**Work required:**
Every entry must be duplicated precisely as written.

Top of The records

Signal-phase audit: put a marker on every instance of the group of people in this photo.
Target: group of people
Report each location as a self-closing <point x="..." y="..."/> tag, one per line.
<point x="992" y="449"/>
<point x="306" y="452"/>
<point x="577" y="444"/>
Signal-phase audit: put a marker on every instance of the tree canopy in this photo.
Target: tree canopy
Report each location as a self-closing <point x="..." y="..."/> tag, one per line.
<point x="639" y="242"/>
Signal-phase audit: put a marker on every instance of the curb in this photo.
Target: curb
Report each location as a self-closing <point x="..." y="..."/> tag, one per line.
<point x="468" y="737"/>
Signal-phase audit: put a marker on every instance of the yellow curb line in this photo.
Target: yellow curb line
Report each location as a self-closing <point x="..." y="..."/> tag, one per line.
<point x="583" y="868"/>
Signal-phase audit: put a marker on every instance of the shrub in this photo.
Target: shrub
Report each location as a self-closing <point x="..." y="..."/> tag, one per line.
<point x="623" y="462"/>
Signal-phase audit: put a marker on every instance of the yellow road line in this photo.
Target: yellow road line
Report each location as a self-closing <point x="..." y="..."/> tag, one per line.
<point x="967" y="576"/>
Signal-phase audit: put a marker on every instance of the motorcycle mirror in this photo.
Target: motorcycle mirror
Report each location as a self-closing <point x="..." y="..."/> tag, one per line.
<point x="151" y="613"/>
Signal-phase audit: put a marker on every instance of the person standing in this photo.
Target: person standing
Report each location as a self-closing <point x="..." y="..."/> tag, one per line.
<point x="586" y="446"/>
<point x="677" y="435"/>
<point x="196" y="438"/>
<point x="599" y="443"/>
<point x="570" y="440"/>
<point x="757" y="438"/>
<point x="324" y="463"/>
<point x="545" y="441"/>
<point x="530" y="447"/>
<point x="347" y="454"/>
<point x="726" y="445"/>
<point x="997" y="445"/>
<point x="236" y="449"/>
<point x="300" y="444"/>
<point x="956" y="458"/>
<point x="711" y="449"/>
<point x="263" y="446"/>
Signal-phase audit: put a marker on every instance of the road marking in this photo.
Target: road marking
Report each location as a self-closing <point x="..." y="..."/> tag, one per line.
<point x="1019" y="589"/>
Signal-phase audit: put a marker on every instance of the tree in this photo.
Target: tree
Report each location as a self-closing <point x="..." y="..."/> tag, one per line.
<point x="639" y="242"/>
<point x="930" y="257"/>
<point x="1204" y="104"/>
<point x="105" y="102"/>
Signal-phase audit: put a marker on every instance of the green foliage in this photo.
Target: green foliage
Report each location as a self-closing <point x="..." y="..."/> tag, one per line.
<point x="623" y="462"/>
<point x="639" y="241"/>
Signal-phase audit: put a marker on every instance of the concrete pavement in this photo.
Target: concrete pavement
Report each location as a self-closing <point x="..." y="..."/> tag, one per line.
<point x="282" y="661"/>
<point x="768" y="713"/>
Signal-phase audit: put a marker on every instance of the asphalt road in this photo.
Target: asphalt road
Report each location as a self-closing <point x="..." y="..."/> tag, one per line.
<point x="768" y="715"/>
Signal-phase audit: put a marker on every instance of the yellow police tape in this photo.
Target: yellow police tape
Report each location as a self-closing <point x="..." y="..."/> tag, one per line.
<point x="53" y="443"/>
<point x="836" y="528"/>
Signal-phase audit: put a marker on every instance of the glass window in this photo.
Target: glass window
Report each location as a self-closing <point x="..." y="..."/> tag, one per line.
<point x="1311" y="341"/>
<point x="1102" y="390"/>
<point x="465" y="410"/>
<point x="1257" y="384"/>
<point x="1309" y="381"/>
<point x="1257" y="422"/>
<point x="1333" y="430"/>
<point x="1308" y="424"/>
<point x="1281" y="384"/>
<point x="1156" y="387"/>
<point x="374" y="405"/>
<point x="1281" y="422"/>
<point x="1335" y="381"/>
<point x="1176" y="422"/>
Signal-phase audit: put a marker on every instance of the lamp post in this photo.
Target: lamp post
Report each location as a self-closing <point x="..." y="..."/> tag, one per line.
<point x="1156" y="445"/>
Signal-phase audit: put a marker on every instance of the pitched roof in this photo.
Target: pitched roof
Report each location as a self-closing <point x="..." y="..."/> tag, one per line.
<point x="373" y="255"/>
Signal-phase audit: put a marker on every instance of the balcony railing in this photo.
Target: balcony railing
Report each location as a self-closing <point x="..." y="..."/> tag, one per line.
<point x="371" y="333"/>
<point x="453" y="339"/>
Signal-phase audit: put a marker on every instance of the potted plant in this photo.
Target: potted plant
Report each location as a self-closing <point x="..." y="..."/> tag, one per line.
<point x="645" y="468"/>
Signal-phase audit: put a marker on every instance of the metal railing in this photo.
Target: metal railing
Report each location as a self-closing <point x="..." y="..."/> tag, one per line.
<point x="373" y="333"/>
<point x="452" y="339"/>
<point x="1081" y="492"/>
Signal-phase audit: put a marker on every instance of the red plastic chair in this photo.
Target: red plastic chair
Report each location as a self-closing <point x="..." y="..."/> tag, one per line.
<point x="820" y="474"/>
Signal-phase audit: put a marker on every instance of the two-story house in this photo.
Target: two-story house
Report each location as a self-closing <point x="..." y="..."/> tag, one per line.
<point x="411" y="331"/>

Bottom of The records

**Task response:**
Signal-phase audit: put a marker on every instance of the group of people in this photo.
Target: group of people
Report each location as a self-closing <point x="..." y="..."/> tag, one per line.
<point x="992" y="449"/>
<point x="306" y="452"/>
<point x="577" y="444"/>
Signal-phase audit: put a marker on every instance of the tree canopy in this photo.
Target: tree canopy
Report each location as a self-closing <point x="..." y="..."/> tag, one per line.
<point x="639" y="242"/>
Signal-phase audit: put a marker on every instance of the curb in this photo.
Target: curb
Report each location as a self-closing <point x="..." y="..."/> tag, one per line.
<point x="468" y="737"/>
Signal-phase audit: put a marker on every instance of the yellow curb line in this photo.
Target: yellow curb line
Report each location as a self-closing <point x="..." y="..."/> tag, one per line.
<point x="583" y="868"/>
Signal-phase audit: put a marker on every instance of the shrub in this photo.
Target: shrub
Report each location as a self-closing <point x="..." y="..."/> tag, one per line.
<point x="623" y="462"/>
Signal-phase audit: put a marker on every instance of the yellow road line in this photo.
Target: yellow road line
Report each location as a self-closing <point x="..." y="..."/> tag, one per line.
<point x="967" y="576"/>
Signal-phase audit: put a marker on every instance of the motorcycle mirror in this photo.
Target: motorcycle mirror
Report each location as a self-closing <point x="..." y="..."/> tag, one per line.
<point x="151" y="613"/>
Signal-phase audit: put a marker on every instance of the person standing in this photo.
Target: person standing
Report each location as a self-closing <point x="..." y="..."/> tag, one per line.
<point x="586" y="446"/>
<point x="677" y="435"/>
<point x="196" y="438"/>
<point x="599" y="443"/>
<point x="570" y="440"/>
<point x="757" y="438"/>
<point x="324" y="463"/>
<point x="545" y="441"/>
<point x="530" y="447"/>
<point x="347" y="454"/>
<point x="726" y="445"/>
<point x="997" y="445"/>
<point x="236" y="449"/>
<point x="300" y="444"/>
<point x="956" y="458"/>
<point x="711" y="449"/>
<point x="263" y="446"/>
Signal-phase audit: put a marker on every instance of the road marking in this photo.
Target: road marking
Report each location as a self-closing <point x="..." y="..."/> tag, one per line.
<point x="1019" y="589"/>
Signal-phase audit: put a marker on every instance of the tree in this photo.
Target: tree
Report each location as a self-closing <point x="..." y="..."/> tag, one per line.
<point x="639" y="242"/>
<point x="930" y="257"/>
<point x="1204" y="104"/>
<point x="105" y="102"/>
Signal-phase audit: put a marker on every instance of the green foliage in this photo.
Target: green foliage
Report each location as a self-closing <point x="..." y="..."/> tag, one per line.
<point x="623" y="462"/>
<point x="639" y="241"/>
Signal-phase audit: put a marker on every instance of the concrete pavement in this photo.
Target: concrete pavement
Report each location as a self-closing <point x="..." y="..."/> tag, one per line.
<point x="282" y="661"/>
<point x="768" y="713"/>
Signal-phase audit: put a marker on every instance of the asphalt road in this photo.
Target: asphalt road
Report each location as a self-closing <point x="..." y="..."/> tag, one per line.
<point x="768" y="715"/>
Signal-phase audit: put a marker on every instance of the yellow police tape in this photo.
Target: yellow police tape
Report each location as a self-closing <point x="..." y="..."/> tag, one per line.
<point x="53" y="443"/>
<point x="836" y="528"/>
Signal-phase audit: put a marker on every instance of the glass window in this photo.
Target: glass window
Report each location as a self-closing <point x="..." y="..."/> tag, one per line.
<point x="1311" y="341"/>
<point x="1102" y="390"/>
<point x="465" y="410"/>
<point x="1257" y="384"/>
<point x="1309" y="381"/>
<point x="1257" y="422"/>
<point x="1333" y="430"/>
<point x="1308" y="424"/>
<point x="1281" y="384"/>
<point x="1156" y="387"/>
<point x="374" y="405"/>
<point x="1281" y="422"/>
<point x="1335" y="381"/>
<point x="1176" y="422"/>
Signal-phase audit: put a marker on every instance of the lamp post in this photo.
Target: lamp post
Report each location as a self-closing <point x="..." y="..."/> tag, one per line.
<point x="1156" y="445"/>
Signal-phase audit: put a marker on every instance of the pitched roof in this photo.
Target: pitched roof
Report each location as a self-closing <point x="..." y="..."/> tag, one per line.
<point x="373" y="255"/>
Signal-phase audit: put a marker on every instance of the balcony railing in this photo.
Target: balcony railing
Report each location as a self-closing <point x="..." y="..."/> tag, one per line.
<point x="371" y="333"/>
<point x="453" y="339"/>
Signal-phase audit: put a marker on every instance of the potted plant in this photo.
Target: potted plant
Report each location as a self-closing <point x="..." y="..."/> tag, one per line.
<point x="645" y="468"/>
Signal-phase audit: put a marker on every instance of the metal railing in this photo.
Target: metal railing
Report each location as a self-closing <point x="..." y="..."/> tag, one per line.
<point x="373" y="333"/>
<point x="452" y="339"/>
<point x="1081" y="492"/>
Signal-phase audit: put a marker on every instance of the red plastic chair in this photo.
Target: red plastic chair
Report each location as a self-closing <point x="..." y="..."/> tag, one per line.
<point x="820" y="474"/>
Signal-phase audit: put a marker on every instance of the two-story house in this photo.
Target: two-story house
Report each location as a self-closing <point x="..." y="..."/> tag, one per line.
<point x="411" y="331"/>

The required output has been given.